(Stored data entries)
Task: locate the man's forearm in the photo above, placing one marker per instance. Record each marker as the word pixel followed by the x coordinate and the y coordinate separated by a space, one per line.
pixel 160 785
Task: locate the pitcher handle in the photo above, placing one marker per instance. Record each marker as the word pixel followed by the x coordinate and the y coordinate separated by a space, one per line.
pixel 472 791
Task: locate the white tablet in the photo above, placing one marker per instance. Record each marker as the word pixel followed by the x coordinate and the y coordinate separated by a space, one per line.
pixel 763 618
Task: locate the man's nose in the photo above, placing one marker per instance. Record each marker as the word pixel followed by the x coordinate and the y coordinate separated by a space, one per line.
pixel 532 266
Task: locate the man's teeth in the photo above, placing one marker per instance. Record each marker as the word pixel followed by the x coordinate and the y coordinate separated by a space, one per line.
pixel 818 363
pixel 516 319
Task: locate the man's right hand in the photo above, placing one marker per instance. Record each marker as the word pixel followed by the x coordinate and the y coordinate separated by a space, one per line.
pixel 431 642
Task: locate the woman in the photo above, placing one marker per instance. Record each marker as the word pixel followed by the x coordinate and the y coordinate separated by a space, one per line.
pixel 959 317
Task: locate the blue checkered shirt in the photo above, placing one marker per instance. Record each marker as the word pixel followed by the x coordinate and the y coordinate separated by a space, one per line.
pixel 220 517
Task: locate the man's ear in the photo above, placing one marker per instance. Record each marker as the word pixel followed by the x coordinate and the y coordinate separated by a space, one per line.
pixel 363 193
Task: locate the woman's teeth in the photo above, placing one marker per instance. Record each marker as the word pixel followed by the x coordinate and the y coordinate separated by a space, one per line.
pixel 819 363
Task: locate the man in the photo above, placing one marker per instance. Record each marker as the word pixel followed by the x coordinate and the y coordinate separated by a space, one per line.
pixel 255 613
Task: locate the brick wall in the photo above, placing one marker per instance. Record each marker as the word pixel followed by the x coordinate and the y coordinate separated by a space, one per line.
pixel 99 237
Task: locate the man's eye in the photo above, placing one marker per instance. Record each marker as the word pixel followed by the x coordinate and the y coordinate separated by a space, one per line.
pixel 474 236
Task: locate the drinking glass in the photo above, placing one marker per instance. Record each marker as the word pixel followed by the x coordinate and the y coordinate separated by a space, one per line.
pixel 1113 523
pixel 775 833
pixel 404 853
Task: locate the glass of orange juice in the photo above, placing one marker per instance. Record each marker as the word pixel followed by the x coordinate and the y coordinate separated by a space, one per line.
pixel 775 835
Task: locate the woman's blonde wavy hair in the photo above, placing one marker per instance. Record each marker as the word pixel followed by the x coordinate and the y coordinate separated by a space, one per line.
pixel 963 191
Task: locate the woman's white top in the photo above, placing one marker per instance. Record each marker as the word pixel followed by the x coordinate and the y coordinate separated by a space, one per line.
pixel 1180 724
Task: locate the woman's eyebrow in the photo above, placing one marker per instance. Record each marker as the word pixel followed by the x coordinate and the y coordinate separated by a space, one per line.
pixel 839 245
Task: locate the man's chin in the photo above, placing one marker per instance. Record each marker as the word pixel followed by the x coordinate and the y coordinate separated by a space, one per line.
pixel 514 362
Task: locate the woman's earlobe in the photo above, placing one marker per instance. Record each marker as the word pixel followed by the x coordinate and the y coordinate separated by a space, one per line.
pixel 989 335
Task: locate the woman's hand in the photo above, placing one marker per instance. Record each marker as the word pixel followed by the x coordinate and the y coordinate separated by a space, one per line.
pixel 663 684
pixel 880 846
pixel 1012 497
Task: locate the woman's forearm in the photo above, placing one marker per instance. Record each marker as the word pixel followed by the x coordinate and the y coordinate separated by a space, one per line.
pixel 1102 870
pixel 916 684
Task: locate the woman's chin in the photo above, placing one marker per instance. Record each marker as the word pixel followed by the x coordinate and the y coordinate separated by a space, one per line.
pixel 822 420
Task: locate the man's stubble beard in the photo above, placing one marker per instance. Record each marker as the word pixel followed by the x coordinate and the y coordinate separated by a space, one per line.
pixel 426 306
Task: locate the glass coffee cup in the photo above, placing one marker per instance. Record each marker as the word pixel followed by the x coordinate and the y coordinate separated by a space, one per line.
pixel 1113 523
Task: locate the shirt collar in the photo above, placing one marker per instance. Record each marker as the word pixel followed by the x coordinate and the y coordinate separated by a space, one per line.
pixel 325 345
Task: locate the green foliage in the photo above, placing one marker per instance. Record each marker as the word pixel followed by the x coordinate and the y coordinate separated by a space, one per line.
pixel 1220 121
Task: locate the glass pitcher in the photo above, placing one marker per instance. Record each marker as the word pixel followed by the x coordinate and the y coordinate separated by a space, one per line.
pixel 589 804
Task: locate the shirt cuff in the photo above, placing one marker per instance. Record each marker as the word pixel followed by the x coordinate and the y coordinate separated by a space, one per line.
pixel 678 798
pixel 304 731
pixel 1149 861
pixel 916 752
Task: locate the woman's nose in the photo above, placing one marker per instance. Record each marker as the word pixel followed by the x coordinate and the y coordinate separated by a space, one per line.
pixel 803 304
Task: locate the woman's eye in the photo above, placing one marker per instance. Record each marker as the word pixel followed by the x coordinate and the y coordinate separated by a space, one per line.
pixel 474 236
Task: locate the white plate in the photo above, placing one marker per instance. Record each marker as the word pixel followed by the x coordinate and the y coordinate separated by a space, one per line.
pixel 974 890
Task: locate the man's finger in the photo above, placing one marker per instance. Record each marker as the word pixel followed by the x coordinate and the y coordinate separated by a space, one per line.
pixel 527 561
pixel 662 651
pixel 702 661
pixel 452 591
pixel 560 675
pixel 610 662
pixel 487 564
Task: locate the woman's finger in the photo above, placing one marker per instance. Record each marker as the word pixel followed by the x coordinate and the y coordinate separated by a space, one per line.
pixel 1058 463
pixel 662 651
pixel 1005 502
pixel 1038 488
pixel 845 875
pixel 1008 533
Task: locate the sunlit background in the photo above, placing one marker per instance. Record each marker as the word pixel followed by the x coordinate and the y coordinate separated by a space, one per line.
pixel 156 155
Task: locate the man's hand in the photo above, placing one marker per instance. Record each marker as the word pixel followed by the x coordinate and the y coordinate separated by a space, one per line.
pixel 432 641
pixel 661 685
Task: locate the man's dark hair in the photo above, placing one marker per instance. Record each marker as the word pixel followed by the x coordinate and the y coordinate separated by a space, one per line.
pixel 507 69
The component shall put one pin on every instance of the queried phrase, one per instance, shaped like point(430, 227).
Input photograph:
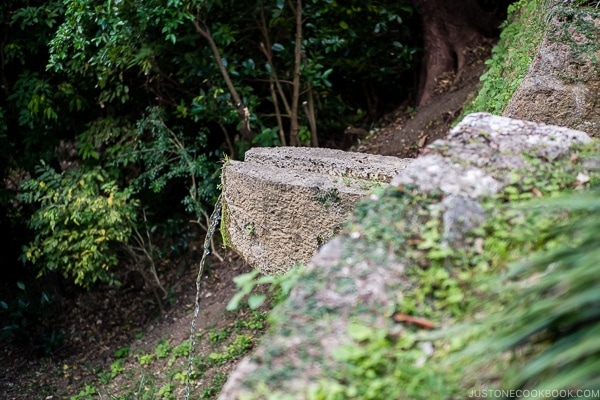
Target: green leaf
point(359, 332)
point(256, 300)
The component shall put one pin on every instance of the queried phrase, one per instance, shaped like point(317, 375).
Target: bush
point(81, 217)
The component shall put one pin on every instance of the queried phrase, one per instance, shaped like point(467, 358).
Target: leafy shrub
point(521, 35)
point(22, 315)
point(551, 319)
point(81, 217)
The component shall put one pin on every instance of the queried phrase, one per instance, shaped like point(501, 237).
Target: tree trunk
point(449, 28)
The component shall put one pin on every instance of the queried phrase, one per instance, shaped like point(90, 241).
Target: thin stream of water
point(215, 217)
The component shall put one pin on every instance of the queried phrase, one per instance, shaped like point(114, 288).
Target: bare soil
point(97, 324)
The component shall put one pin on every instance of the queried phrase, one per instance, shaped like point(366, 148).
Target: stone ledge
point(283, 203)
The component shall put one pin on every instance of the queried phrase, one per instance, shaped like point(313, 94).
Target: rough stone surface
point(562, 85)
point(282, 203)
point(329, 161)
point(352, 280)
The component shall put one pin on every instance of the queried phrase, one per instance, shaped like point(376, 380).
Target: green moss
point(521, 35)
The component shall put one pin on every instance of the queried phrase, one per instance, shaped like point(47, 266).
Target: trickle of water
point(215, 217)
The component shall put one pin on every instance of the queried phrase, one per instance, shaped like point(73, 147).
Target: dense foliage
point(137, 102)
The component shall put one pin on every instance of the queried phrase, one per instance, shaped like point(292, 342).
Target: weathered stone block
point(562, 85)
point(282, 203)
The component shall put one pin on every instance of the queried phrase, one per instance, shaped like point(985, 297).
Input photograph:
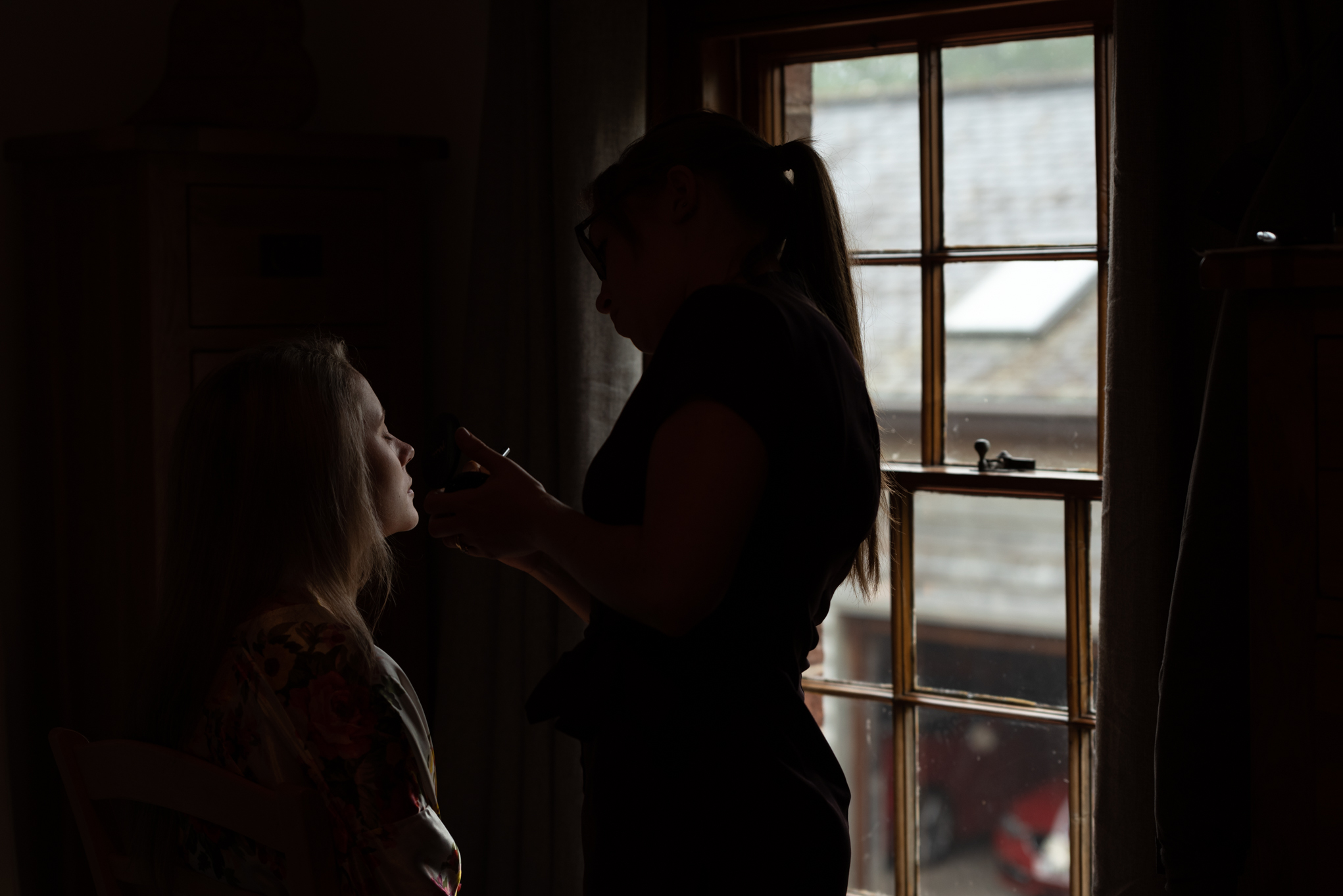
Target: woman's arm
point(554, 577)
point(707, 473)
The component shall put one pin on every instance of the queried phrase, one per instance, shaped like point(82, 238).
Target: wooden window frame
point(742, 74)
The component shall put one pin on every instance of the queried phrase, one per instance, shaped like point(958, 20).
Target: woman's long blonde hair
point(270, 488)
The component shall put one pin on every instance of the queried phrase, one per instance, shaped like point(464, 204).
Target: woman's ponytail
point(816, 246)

▶ _WHAT IS ASKED_
Write out the lines from the first one through the line holding "pixel 160 785", both included and requests and all. Shift every coordinate in the answers up by 54.

▶ _TASK RESULT_
Task: locate the man's forearm in the photo above, placing one marker per instance. Record each marker as the word pixel followed by the x coordinate and the y coordinate separated by a space, one per line.
pixel 214 839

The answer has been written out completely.